WORK ITEM:
The full set of entries should be repeated without a single change.

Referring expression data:
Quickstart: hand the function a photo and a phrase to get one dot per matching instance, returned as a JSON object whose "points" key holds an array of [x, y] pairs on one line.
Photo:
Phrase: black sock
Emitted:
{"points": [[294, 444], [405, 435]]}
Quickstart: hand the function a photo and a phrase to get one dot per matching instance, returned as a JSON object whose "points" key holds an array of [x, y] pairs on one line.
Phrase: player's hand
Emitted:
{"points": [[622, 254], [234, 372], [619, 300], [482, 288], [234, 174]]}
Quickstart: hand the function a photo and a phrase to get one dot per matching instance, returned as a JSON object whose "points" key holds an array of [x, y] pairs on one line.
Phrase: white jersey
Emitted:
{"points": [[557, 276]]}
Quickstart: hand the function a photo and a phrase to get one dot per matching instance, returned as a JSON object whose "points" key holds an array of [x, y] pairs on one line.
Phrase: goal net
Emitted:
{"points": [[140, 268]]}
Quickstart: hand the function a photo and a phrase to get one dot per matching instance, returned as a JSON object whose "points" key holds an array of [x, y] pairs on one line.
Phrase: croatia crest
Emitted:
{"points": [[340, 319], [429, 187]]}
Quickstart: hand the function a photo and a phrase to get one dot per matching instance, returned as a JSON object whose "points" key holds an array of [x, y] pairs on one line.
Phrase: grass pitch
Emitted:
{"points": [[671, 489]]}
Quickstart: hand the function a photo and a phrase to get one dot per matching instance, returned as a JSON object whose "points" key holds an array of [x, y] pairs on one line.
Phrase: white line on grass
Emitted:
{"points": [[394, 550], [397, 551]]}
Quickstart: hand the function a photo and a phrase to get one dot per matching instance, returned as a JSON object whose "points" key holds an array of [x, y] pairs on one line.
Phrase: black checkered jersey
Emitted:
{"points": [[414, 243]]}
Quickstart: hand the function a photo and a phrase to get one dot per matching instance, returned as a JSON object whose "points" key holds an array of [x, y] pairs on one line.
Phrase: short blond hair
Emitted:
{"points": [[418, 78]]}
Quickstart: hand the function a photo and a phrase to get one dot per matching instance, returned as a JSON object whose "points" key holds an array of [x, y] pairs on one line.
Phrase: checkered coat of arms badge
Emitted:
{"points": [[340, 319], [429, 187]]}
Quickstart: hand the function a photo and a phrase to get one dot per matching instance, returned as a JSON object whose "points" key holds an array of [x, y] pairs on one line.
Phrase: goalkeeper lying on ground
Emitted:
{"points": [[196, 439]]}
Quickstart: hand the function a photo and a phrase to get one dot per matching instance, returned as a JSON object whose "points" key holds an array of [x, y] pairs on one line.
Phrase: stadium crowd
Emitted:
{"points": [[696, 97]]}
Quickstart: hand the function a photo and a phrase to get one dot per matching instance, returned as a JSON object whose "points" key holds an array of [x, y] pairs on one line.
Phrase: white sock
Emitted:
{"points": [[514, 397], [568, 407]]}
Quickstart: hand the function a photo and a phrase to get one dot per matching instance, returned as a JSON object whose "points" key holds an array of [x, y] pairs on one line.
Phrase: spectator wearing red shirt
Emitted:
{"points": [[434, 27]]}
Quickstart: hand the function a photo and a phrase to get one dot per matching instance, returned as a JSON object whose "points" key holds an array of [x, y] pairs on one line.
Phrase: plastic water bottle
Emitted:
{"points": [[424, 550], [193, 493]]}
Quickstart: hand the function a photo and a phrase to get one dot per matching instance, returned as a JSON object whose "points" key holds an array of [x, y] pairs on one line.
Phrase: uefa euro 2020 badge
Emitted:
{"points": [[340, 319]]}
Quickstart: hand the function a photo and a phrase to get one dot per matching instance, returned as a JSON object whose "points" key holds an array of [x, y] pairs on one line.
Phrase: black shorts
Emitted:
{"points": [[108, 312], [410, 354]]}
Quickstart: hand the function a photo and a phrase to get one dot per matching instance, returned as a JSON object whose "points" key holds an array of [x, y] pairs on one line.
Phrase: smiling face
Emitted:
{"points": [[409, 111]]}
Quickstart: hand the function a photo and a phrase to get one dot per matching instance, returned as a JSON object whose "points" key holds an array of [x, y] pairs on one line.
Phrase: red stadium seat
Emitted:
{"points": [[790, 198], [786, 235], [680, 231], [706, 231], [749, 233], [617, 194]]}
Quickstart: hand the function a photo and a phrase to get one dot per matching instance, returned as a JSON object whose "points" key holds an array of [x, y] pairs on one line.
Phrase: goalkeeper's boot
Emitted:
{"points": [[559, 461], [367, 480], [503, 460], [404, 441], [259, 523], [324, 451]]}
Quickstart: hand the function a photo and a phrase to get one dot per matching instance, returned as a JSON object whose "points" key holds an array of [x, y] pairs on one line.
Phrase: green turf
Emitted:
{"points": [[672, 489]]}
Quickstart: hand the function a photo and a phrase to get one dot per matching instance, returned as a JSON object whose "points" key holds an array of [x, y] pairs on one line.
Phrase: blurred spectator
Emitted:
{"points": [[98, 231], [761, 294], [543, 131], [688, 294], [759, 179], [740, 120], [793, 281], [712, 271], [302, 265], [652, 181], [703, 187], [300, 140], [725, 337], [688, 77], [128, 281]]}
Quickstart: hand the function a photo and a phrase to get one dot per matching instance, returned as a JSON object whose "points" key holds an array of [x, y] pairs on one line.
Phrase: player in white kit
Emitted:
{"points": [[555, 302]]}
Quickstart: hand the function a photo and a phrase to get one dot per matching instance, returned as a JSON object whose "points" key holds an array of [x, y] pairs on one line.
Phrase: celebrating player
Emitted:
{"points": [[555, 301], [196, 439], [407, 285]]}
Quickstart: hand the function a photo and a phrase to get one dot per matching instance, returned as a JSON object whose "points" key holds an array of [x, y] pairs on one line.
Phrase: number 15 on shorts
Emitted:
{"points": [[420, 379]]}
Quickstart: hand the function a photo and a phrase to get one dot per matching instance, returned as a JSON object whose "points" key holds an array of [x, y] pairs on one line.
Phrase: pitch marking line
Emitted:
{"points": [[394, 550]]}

TASK RESPONSE:
Quickstart: hand the function a photo and a phrase to get one dot per matching instance, returned as a JSON object whose "points" key holds an array of [x, y] pairs on one line.
Photo:
Phrase: black sock
Emitted:
{"points": [[294, 444], [405, 435]]}
Quickstart: hand the function a photo and a phrase to get one dot per matching instance, returned as a JSON object whose "points" key holds an array of [x, y] pairs on one line.
Phrase: player's hand
Emitted:
{"points": [[622, 254], [234, 372], [619, 300], [482, 288], [234, 174]]}
Quickstart: hand the function a photo and a phrase to get one dot per matching instance, returned as a JSON object whose "points" key holds an array of [x, y] pairs on one line.
Phrase: white jersey
Emitted:
{"points": [[557, 276]]}
Quickstart: hand the function a photo and a phrase to get one dot per matching instance, returned as a JSON object whose "points" key holds an array of [x, y] pairs on one line.
Phrase: goal net
Emitted:
{"points": [[140, 268]]}
Quickstart: hand the function a photo and a phrase to get one dot per matching instance, returned as a JSON object whose "points" key holds an array of [x, y] pairs on one line.
Phrase: croatia crest
Emitted:
{"points": [[340, 319], [429, 187]]}
Quickstart: hand the function a photo and a phrase to get one dot per matching instance, returned as a JSON object whose "points" key holds an array of [x, y] pairs on one line.
Phrase: grass pitch
Emitted:
{"points": [[671, 489]]}
Quickstart: hand the function a photo and a phrase to get one dot per matching instance, returned as a JSON object whose "points" key holds an array of [x, y] pairs on one line.
Phrase: white line on grass
Emitted:
{"points": [[394, 550], [397, 551]]}
Quickstart: hand the function a photo and a phrase to get one dot per matching instance, returned as a JSON object whose "points" key holds an array of [x, y] pairs on one line.
Phrase: black checkered jersey
Emitted:
{"points": [[414, 243]]}
Quickstart: hand the function a photo and a phrase to get one dot per matching instance, returned as a JSON object whose "points" key holds an array of [x, y] pairs on one line.
Phrase: short blond hair
Emitted:
{"points": [[418, 78]]}
Quickstart: hand the function a photo and a phrase to get one dot per matching instance, returned as a JSON object whose "points" key holds an array of [x, y] pairs on one line.
Phrase: checkered coat of arms badge
Emitted:
{"points": [[340, 319], [429, 187]]}
Quickstart: hand the function a photo and a phrase to get one dot per matching instance, returned as a JSON object whose "points" key holds an array of [x, y] pairs on one line.
Phrase: goalkeeper lying on ground
Emitted:
{"points": [[196, 439]]}
Quickstart: hand the function a photo and a phrase to get one dot per matching instance, returned as a JSON object whose "points" key holds an array of [x, y] pairs on one line.
Phrase: stadium crowd
Emitted:
{"points": [[696, 97]]}
Quickstart: hand the function a photo and a phrase to get one dot per matching instance, returned as a JSON object whose "points" key holds an array of [x, y] pairs on one line.
Phrase: white sock
Emitted:
{"points": [[514, 397], [568, 407]]}
Quickstart: hand the function a photo and a phrase to get one dot per matching instance, returned as a JSON object whose "points" key holds an array of [x, y] pairs on one line.
Phrase: spectator wearing red shirt
Emitted:
{"points": [[434, 27]]}
Quickstart: hand the function a photo and a phrase to get one dot per matching instance, returned as a JSON object whose "points" key holds an array of [x, y] pairs on one line.
Phrase: plastic water bottle
Emitted:
{"points": [[424, 550], [193, 493]]}
Quickstart: hand the function a photo and a phrase to get one dot per matching instance, returned as a JSON object whose "points" key holds an array of [x, y] pairs on one line.
Phrase: uefa euro 2020 badge
Emitted:
{"points": [[340, 319]]}
Quickstart: hand the function a photo and a phrase to get one dot per matching instance, returned as a JSON object whose "points" key holds an array of [x, y] pairs on one line.
Phrase: black shorts
Emitted:
{"points": [[108, 312], [410, 354]]}
Quickstart: hand the function a photo and a phrase to get one dot per matching instance, returned as a JSON object whose "points" key holds an array of [x, y] pairs on one line.
Phrase: smiling face
Emitted:
{"points": [[409, 111]]}
Quickstart: hand the function a photo and a phrase to get one dot per matching instance, returned as a JSON object whose "points" key holds an array of [x, y] pairs on one line.
Phrase: red stadium seat
Emitted:
{"points": [[790, 198], [786, 235], [680, 231], [706, 231], [749, 233], [617, 194]]}
Quickstart: hand the function a photo and a phrase to get one dot per matching instance, returned as a JSON object whose "points" key holds an array of [x, y] pairs on one line.
Phrase: goalkeeper's boot
Emitted:
{"points": [[559, 461], [367, 480], [503, 460], [404, 441], [259, 523], [324, 451]]}
Quickstart: hand the function a photo and a phrase to get one dot per matching instance, returned as a JSON object whose "points" key holds an array of [x, y] pairs on one line.
Phrase: green turf
Emitted:
{"points": [[672, 489]]}
Quickstart: hand the function a photo and a phrase to get one dot per matching instance, returned as a JSON object whose "points" key holds an array of [x, y] pairs on one line.
Phrase: blurred spectator
Emitted:
{"points": [[98, 231], [761, 294], [543, 131], [688, 294], [759, 179], [740, 120], [793, 281], [712, 271], [302, 265], [652, 181], [703, 187], [300, 140], [725, 337], [688, 77], [128, 281]]}
Quickstart: hand the function a photo and a phrase to get one dot per matching instance, returned as a JSON object whose "points" key holds an array of [x, y] pairs on one line.
Phrase: player in white kit
Emitted:
{"points": [[555, 302]]}
Quickstart: hand the function a photo and a phrase to get one dot per matching instance, returned as a JSON object whose "points" key holds an array of [x, y] pairs on one line.
Phrase: celebrating player
Emitted:
{"points": [[555, 301], [196, 439], [407, 285]]}
Quickstart: hand the function a photo and a phrase to get one dot per matching instance, returned as a JSON object whose "points" key holds an array of [x, y] pairs on one line.
Phrase: number 15 on shorts
Emitted:
{"points": [[420, 379]]}
Quickstart: hand the function a photo and a phrase to get one dot per matching instance, returned as a JSON object whose "points" key holds an array of [x, y] pairs on one line.
Phrase: pitch marking line
Emitted:
{"points": [[394, 550]]}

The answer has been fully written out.